Start of DATASET RECORDS
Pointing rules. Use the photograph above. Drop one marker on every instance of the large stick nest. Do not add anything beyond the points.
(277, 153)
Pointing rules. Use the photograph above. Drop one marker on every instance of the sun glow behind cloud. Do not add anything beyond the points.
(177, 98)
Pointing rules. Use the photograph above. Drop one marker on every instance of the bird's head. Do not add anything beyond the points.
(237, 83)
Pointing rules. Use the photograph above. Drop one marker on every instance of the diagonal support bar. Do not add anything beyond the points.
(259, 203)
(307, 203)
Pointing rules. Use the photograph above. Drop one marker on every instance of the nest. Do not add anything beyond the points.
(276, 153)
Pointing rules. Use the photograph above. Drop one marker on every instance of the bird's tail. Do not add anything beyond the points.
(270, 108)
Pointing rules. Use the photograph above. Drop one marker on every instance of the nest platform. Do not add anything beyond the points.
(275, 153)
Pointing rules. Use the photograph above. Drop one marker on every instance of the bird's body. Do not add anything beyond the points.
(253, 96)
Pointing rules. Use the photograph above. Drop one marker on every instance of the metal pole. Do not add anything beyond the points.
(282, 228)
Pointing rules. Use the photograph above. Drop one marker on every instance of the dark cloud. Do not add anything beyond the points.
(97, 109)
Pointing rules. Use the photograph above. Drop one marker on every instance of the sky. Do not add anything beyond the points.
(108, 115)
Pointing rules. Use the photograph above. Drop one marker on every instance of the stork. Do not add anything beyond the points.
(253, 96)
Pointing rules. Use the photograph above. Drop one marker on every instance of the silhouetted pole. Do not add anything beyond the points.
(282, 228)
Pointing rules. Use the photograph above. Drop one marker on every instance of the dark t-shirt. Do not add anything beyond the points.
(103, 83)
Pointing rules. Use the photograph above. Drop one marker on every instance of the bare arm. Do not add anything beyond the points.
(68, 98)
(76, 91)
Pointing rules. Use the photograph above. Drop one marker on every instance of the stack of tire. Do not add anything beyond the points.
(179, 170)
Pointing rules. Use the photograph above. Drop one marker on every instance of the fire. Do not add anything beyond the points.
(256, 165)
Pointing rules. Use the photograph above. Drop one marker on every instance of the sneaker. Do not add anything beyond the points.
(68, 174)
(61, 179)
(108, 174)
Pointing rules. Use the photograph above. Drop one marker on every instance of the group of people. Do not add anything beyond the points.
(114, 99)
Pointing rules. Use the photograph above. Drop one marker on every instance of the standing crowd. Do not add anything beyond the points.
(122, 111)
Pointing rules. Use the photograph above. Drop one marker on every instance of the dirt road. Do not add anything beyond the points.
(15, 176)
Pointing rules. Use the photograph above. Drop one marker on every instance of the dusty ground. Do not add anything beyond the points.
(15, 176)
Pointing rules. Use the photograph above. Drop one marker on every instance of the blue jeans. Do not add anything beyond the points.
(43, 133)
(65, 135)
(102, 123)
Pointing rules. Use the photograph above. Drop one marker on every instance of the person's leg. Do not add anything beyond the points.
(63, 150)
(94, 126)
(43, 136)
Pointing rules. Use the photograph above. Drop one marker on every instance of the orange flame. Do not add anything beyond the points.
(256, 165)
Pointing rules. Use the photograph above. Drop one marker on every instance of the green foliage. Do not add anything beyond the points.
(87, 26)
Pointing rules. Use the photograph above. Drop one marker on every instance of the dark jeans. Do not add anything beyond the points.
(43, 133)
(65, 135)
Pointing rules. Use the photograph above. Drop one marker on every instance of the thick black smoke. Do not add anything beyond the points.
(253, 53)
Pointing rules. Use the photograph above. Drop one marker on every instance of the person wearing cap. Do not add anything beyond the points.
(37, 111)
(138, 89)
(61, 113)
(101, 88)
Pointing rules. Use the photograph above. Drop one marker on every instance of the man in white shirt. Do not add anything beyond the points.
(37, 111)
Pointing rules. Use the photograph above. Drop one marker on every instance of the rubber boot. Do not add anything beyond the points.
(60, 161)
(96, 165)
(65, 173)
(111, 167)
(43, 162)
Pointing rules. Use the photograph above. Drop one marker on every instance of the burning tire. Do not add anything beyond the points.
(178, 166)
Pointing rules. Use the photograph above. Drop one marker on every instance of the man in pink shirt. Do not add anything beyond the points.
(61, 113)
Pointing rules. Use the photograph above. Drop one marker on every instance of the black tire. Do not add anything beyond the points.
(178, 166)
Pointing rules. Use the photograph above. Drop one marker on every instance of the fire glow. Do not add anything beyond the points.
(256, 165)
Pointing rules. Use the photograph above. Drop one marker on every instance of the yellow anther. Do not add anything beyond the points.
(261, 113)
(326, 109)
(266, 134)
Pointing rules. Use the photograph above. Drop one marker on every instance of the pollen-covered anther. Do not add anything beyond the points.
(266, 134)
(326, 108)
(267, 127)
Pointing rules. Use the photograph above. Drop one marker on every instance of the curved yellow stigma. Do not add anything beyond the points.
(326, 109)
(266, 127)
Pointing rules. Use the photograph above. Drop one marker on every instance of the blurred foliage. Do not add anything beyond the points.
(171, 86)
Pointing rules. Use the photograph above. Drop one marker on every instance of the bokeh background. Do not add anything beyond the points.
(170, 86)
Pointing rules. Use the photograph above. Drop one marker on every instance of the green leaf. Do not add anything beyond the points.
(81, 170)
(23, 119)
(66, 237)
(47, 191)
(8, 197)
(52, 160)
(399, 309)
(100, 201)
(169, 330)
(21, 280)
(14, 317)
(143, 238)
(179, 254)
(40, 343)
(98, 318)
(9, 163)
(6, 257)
End of DATASET RECORDS
= EXERCISE INSTRUCTIONS =
Reproduce each record exactly, leaving nothing out.

= RESPONSE TO THIS EXERCISE =
Pointing rules. Use the photograph above. Drop one marker on every instance of the large stick nest. Do not add anything beyond the points.
(277, 153)
Pointing rules. Use the photograph above. Drop one marker on every instance of the sun glow behind cloud. Do not add anything beyond the points.
(177, 98)
Pointing rules. Use the photograph above. Drop one marker on every instance of the bird's head. Do not add anything beyond the points.
(237, 83)
Pointing rules. Use the photograph above. Drop one marker on every instance of the diagonal support bar. Do not add anything beyond the points.
(259, 203)
(307, 203)
Pointing rules. Use the photograph above. Drop one marker on every instance of the nest. Do not add anything beyond the points.
(276, 153)
Pointing rules. Use the photograph above. Drop one marker on every instance of the bird's tail. Do not add anything beyond the points.
(270, 108)
Pointing rules. Use the photograph above. Drop one marker on every instance of the nest platform. Do not add anything beyond the points.
(275, 153)
Pointing rules. Use the photograph above. Drop one marker on every instance of the bird's body. Do not add anything beyond the points.
(253, 96)
Pointing rules. Use the photograph above. Drop one marker on every instance of the metal pole. Do not add anything beyond the points.
(282, 228)
Pointing rules. Use the photograph above. Drop one marker on every instance of the dark cloud. Do not add anything beyond the points.
(97, 109)
Pointing rules. Use the photograph above. Drop one marker on every instance of the sky. Do not add anything beyond the points.
(108, 115)
Pointing rules. Use the photograph above. Drop one marker on every instance of the stork. Do not add anything beyond the points.
(253, 96)
Pointing rules. Use the photograph above. Drop one marker on every instance of the silhouetted pole. Do not add anything beyond the points.
(282, 228)
Pointing rules. Use the photograph above. Drop one marker on every instance of the dark t-shirt. Do not add anything beyond the points.
(103, 83)
Pointing rules. Use the photograph above. Drop one marker on every instance of the bare arm. Do not add anything beyond the points.
(68, 98)
(76, 91)
Pointing rules. Use the photograph above. Drop one marker on every instance of the stack of tire. Do not add anything beyond the points.
(179, 170)
Pointing rules. Use the photograph above. Drop one marker on every instance of the fire. Do not add anything beyond the points.
(256, 165)
Pointing rules. Use the photograph above. Drop one marker on every instance of the sneaker. Do not add anything beyond the points.
(68, 174)
(61, 179)
(108, 174)
Pointing rules. Use the photograph above. Drop one marker on every instance of the group of people. Do not add anything beyond the points.
(114, 99)
Pointing rules. Use the photograph above. Drop one marker on every instance of the standing crowd. Do not add anything beyond the points.
(122, 111)
Pointing rules. Use the photograph above. Drop one marker on every instance of the dirt road. Do not add anything beyond the points.
(15, 176)
Pointing rules. Use the photograph above. Drop one marker on every instance of the dusty ground. Do not add anything beyond the points.
(15, 176)
Pointing rules. Use the photograph above. Drop one marker on every instance of the blue jeans. Do not add anything beyond the points.
(43, 133)
(65, 135)
(102, 123)
Pointing rules. Use the photograph above. Drop one marker on every instance of the person's leg. Do not add anything beyond the points.
(63, 150)
(94, 126)
(43, 136)
Pointing rules. Use the photograph above. Drop one marker on every instance of the orange flame. Do not add anything beyond the points.
(256, 165)
Pointing rules. Use the photograph above. Drop one marker on every instance of the green foliage. Do not add anything beyond the points.
(87, 26)
Pointing rules. Use the photograph above. Drop one marker on every instance of the dark jeans. Do not add anything beyond the points.
(43, 133)
(65, 135)
Pointing rules. Use the photograph above. Drop one marker on every instance of the thick black smoke. Do not add anything beyond the points.
(253, 53)
Pointing rules. Use the photograph above. Drop one marker on every instance of the person wearing cap. Do not add anything beyond the points.
(37, 111)
(138, 89)
(61, 113)
(101, 88)
Pointing rules. Use the photograph above. Drop one marker on every instance of the man in white shirt. Do not add anything beyond the points.
(37, 111)
Pointing rules. Use the photograph above. Drop one marker on every instance of the rubber boot. Do not add anything beyond the points.
(60, 161)
(96, 165)
(65, 173)
(111, 167)
(43, 162)
Pointing rules. Use the photograph above. Drop one marker on every instance of the burning tire. Do not add anything beyond the points.
(178, 166)
Pointing rules. Use the photograph above. Drop one marker on every instance of the man in pink shirt. Do not add anything beyond the points.
(61, 113)
Pointing rules. Use the photograph above. Drop one marker on every instance of the black tire. Do not add anything beyond the points.
(178, 166)
Pointing rules. Use the photograph above. Drop one marker on every instance of the fire glow. Do not add anything beyond the points.
(256, 165)
Pointing rules. Use the photograph above. Drop one marker on every instance of the yellow anther. Do not add anything beyond the points.
(261, 113)
(326, 109)
(266, 134)
Pointing rules. Use the photograph above. Drop one marker on every instance of the pollen-covered anther. Do not add anything beyond the points.
(266, 134)
(326, 108)
(267, 127)
Pointing rules. Use the photograph above. Drop one marker on every instance of the curved yellow stigma. Do not add anything beyond the points.
(326, 109)
(266, 127)
Pointing rules. Use the photograph above. Drop one marker on every instance of the blurred foliage. Do not add anything beyond the points.
(171, 86)
Pointing rules. Use the photograph above. Drop one marker on every instance of the bokeh background. Do not add anything beyond the points.
(170, 86)
Pointing rules. Use the photograph above. Drop one marker on every instance of the green leaf. Do not add anything beyond the points.
(81, 170)
(23, 119)
(66, 237)
(47, 191)
(8, 197)
(52, 160)
(399, 309)
(100, 201)
(169, 330)
(21, 280)
(14, 317)
(143, 238)
(179, 254)
(40, 343)
(98, 318)
(9, 163)
(6, 257)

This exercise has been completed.